• 提供文段:
═══
6、點中單條QUERY，在不同等待事件上的資源消耗時間占用，判定問題SQL的突出等待事件，可以針對性的優化、加資源。

通過4，發現占用最多的是END這條SQL，那麼這條SQL的等待時間分布如何？是什麼等待引起的？

postgres=#     
    
select     
  coalesce(waiting, 'CPU_TIME') waiting,    
  count(*)/10::float8 cnt     
from perf_insight     
where     
  to_timestamp((extract(epoch from ts))::int8/10*10)   -- 以10秒統計粒度的圖形為例    
  ='2019-01-26 05:45:20+08'   -- 問題時間點    
  and query='END;'     
group by 1     
order by cnt desc;      
    
    
         waiting          | cnt       
--------------------------+-----      
 CPU_TIME                 | 4.6      
 IPC_ProcArrayGroupUpdate | 3.7      
 Client_ClientRead        | 3.1      
 IPC_ClogGroupUpdate      | 0.1      
(4 rows)

https://github.com/digoal/blog/blob/master/201901/20190125_02.md#3-%E5%BC%80%E5%90%AF%E4%B8%80%E4%B8%AA%E5%8F%AF%E4%BB%A5%E9%80%A0%E6%88%90%E6%80%A7%E8%83%BD%E9%97%AE%E9%A2%98%E7%9A%84%E5%8E%8B%E6%B5%8B%E5%9C%BA%E6%99%AF%E9%80%9A%E8%BF%87perf-insight%E7%9B%B4%E6%8E%A5%E5%8F%91%E7%8E%B0%E9%97%AE%E9%A2%98 3 開啟一個可以造成性能問題的壓測場景，通過perf insight直接發現問題

1、開啟640個并發，讀寫壓測，由于資料量小，并發高，直接導緻了ROW LOCK沖突的問題，使用perf insight問題畢現。
═══
• 提供資料:
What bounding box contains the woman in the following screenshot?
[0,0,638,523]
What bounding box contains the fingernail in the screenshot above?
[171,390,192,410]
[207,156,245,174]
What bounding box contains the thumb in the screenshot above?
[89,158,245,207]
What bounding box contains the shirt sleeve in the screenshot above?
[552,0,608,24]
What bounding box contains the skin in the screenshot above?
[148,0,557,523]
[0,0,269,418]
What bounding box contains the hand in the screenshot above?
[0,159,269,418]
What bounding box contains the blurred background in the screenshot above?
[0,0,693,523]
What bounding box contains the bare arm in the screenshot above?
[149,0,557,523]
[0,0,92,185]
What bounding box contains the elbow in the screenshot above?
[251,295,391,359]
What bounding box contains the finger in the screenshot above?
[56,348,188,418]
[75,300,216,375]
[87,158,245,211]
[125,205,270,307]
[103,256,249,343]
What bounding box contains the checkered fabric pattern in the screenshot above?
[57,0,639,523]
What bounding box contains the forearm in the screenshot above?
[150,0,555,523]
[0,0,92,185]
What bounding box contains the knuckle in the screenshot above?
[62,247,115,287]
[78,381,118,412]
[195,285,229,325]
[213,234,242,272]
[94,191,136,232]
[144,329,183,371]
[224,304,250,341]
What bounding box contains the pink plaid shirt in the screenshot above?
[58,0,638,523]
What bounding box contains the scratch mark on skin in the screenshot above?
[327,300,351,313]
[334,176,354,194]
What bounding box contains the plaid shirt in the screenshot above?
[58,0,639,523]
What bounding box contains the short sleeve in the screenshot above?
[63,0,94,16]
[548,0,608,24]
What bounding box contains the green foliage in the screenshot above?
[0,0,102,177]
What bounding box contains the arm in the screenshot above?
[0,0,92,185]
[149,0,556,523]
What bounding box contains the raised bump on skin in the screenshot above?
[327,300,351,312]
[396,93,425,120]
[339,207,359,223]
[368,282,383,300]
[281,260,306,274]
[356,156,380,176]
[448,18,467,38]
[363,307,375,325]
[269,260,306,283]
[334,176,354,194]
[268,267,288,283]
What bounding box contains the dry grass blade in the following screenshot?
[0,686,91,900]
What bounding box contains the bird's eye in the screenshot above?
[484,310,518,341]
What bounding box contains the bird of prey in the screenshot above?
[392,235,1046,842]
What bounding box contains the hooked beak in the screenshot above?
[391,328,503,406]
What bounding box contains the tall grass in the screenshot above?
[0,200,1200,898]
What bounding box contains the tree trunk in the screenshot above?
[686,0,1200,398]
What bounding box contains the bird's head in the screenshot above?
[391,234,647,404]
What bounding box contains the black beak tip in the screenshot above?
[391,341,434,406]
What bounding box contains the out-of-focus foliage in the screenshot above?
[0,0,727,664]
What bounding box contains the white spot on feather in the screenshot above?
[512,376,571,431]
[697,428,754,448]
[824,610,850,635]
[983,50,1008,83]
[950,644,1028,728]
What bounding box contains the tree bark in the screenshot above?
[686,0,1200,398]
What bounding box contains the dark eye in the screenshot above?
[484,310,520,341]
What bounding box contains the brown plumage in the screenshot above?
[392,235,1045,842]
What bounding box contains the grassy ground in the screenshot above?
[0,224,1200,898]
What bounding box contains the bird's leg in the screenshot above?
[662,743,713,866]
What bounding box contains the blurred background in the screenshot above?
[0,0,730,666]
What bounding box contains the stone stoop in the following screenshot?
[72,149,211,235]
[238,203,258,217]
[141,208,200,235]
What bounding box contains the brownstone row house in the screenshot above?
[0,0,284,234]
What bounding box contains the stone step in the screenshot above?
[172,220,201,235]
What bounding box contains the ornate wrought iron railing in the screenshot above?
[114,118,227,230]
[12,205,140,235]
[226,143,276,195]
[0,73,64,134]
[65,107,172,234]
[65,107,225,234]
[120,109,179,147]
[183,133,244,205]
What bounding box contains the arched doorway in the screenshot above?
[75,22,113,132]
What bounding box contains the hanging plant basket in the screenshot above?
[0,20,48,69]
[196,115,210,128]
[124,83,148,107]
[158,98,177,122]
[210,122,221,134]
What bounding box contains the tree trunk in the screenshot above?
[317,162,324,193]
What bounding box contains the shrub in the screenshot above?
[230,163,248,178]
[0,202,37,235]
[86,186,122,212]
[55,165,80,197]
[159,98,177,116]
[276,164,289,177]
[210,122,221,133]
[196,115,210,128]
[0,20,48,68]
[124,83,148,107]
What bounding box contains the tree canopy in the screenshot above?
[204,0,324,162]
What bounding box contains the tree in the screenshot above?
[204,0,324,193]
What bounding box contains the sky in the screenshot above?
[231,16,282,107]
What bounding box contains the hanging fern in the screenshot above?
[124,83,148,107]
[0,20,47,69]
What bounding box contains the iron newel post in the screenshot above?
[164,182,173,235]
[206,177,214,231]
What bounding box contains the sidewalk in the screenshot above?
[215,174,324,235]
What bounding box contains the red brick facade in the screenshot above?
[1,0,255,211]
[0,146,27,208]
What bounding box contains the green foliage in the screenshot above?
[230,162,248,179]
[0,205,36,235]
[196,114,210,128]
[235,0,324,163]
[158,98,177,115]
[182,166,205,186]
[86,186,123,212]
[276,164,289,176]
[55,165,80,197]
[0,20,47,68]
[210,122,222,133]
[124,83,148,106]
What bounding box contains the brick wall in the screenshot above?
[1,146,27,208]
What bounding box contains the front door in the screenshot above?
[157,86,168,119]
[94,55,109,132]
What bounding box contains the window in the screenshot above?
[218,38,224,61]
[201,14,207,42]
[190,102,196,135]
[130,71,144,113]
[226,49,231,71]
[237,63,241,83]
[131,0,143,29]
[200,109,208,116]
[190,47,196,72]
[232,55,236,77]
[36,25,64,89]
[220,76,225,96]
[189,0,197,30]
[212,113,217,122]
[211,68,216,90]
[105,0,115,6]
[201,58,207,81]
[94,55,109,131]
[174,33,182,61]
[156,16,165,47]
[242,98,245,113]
═══
• 書面練習:
根據提供文段回答：
1. 查詢結果中，CPU_TIME 對應的 cnt 值是多少？
2. 查詢以多少秒的統計粒度為例？
3. 讀寫壓測開啟了多少個并發？
所附清單與提供文段並無關聯。

• 作答結果:
1. 4.6
2. 10秒
3. 640個